Take down each entry exactly as written.

### Object point labels
(begin)
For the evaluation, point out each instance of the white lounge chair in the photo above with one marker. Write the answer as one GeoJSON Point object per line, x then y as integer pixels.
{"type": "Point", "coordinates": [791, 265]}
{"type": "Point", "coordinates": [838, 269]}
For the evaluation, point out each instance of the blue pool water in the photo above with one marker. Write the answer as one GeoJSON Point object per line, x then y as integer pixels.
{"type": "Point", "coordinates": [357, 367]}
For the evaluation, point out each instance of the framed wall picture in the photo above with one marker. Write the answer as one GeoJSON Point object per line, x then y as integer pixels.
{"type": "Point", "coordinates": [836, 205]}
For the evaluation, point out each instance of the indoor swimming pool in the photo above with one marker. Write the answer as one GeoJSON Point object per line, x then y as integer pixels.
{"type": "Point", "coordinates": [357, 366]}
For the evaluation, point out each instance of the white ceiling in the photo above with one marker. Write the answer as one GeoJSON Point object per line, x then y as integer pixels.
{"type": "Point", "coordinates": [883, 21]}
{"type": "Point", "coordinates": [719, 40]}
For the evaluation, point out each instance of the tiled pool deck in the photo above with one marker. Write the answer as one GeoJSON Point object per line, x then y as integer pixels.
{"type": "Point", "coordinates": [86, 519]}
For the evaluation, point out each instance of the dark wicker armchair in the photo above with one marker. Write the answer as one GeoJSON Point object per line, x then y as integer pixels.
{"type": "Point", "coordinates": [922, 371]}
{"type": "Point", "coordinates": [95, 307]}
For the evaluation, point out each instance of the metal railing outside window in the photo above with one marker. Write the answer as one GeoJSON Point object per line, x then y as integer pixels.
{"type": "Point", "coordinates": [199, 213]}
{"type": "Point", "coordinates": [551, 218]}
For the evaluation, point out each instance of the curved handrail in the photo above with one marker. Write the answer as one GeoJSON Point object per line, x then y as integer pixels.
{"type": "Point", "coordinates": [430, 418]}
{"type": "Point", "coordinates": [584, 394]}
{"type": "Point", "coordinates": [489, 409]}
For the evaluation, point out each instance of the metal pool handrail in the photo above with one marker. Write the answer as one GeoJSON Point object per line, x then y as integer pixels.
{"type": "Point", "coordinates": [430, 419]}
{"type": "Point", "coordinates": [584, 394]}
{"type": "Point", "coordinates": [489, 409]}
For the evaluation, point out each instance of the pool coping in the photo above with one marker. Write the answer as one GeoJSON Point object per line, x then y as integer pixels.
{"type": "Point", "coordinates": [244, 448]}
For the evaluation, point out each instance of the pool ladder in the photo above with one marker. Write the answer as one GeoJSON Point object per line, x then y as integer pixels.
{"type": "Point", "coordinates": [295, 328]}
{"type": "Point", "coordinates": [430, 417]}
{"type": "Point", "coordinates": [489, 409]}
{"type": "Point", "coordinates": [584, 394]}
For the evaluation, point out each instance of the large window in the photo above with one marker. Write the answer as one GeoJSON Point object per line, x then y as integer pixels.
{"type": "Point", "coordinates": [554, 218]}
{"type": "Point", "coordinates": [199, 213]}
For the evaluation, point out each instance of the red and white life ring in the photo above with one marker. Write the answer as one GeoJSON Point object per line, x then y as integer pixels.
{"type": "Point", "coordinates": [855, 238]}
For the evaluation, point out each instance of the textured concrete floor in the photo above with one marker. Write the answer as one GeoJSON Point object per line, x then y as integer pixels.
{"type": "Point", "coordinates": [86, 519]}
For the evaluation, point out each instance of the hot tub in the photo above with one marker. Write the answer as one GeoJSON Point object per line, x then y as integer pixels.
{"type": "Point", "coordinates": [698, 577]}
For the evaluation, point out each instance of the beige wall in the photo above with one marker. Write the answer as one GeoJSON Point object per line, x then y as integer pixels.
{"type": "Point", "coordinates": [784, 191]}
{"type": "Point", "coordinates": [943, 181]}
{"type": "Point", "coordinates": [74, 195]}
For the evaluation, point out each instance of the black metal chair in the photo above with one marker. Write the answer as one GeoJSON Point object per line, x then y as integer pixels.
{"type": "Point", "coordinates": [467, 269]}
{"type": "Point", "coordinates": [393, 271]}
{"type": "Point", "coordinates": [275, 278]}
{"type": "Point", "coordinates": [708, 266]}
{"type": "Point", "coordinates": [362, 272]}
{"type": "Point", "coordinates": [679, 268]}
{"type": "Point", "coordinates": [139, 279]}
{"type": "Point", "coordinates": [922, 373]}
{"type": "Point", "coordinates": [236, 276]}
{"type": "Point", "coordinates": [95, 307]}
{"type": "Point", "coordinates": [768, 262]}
(end)
### Solution for this problem
For the evaluation, point out each instance of the white lounge chair in the photo above with one marker. Write the answer as one GeoJSON Point object per line, x then y as integer pixels.
{"type": "Point", "coordinates": [791, 265]}
{"type": "Point", "coordinates": [838, 269]}
For the evaluation, point out each instance of the blue pool water in the photo above with one marker. Write the answer as one GeoJSON Point object per line, x then y as integer pixels.
{"type": "Point", "coordinates": [357, 367]}
For the evaluation, point out each instance of the framed wall picture in the photo above with one marker. Write the answer as one GeoJSON Point object per line, x then y as integer pixels.
{"type": "Point", "coordinates": [836, 205]}
For the evaluation, point out each instance of the indoor swimming pool in the photo above with one marker. Write the answer as one GeoJSON Point object per line, x then y as integer pixels.
{"type": "Point", "coordinates": [357, 366]}
For the evaluation, point out each instance of the white ceiling in the photo above with one marker. Write the answer as one GeoJSON Point object per line, x then y as integer pixels.
{"type": "Point", "coordinates": [883, 21]}
{"type": "Point", "coordinates": [719, 40]}
For the evaluation, point out each instance of the tiled pool deck in the photo above with one marker. Write the answer as one GeoJSON Point object per line, x then y as integer pixels.
{"type": "Point", "coordinates": [86, 519]}
For the evaluation, point out each instance of the dark wicker armchair in the photo above with one marker. Write the answer as one GeoJSON Point object per line, x then y as integer pixels.
{"type": "Point", "coordinates": [922, 371]}
{"type": "Point", "coordinates": [95, 307]}
For the evaluation, point out each instance of the metal railing outside window in the photo above with one marker. Write the answer as one GeoJSON Point object per line, x then y as integer pixels.
{"type": "Point", "coordinates": [199, 213]}
{"type": "Point", "coordinates": [551, 218]}
For the evaluation, point out each instance of the curved handrail in the photo above with one marker. Write the answer as one GeoJSON Point object per line, x then y as integer pixels.
{"type": "Point", "coordinates": [430, 418]}
{"type": "Point", "coordinates": [584, 394]}
{"type": "Point", "coordinates": [489, 409]}
For the evaluation, point out each instance of the metal pool handrail in the photo above with one marker. Write the answer as one GeoJSON Point object per line, x then y as integer pixels.
{"type": "Point", "coordinates": [430, 419]}
{"type": "Point", "coordinates": [584, 394]}
{"type": "Point", "coordinates": [489, 409]}
For the evaluation, point out each instance of the pool coping in the photo above with one marker. Write the answer as one GeoJSON Point object per line, x then y as integer pixels.
{"type": "Point", "coordinates": [244, 448]}
For the evaluation, point out each instance of the pool ladder in the photo above with one marker. Write the answer as one GeoJSON Point object per line, x then y as integer pixels.
{"type": "Point", "coordinates": [295, 328]}
{"type": "Point", "coordinates": [430, 417]}
{"type": "Point", "coordinates": [489, 409]}
{"type": "Point", "coordinates": [584, 394]}
For the evaluation, point out each instance of the large window in the photo above with one marker. Write the answer as one GeoJSON Point object per line, x then y as integer pixels.
{"type": "Point", "coordinates": [554, 218]}
{"type": "Point", "coordinates": [199, 213]}
For the evaluation, point out each instance of the red and white life ring in the photo above with one marker. Write the answer as one GeoJSON Point object per line, x then y as integer pixels.
{"type": "Point", "coordinates": [855, 238]}
For the evaluation, point out each instance of the textured concrete floor in the photo above with one marker. Write the answer as one GeoJSON Point object per line, x then y as integer pixels.
{"type": "Point", "coordinates": [86, 519]}
For the evaluation, point out each instance of the hot tub in the photo above with one marker. Write the answer as one GeoJSON Point object per line, x then y as integer pixels.
{"type": "Point", "coordinates": [698, 577]}
For the evaluation, point out each instance of the beige wall in the photo above with one marker. Write the answer as one GeoJSON Point object per line, x then y as integer pixels.
{"type": "Point", "coordinates": [784, 191]}
{"type": "Point", "coordinates": [943, 181]}
{"type": "Point", "coordinates": [74, 195]}
For the evaluation, point out each instance of the black metal chair in the photo above with one marker. Write the answer as one GeoJSON Point object per line, x then y as integer pixels.
{"type": "Point", "coordinates": [467, 269]}
{"type": "Point", "coordinates": [393, 271]}
{"type": "Point", "coordinates": [275, 278]}
{"type": "Point", "coordinates": [708, 266]}
{"type": "Point", "coordinates": [362, 272]}
{"type": "Point", "coordinates": [679, 268]}
{"type": "Point", "coordinates": [139, 279]}
{"type": "Point", "coordinates": [922, 373]}
{"type": "Point", "coordinates": [236, 276]}
{"type": "Point", "coordinates": [95, 307]}
{"type": "Point", "coordinates": [768, 262]}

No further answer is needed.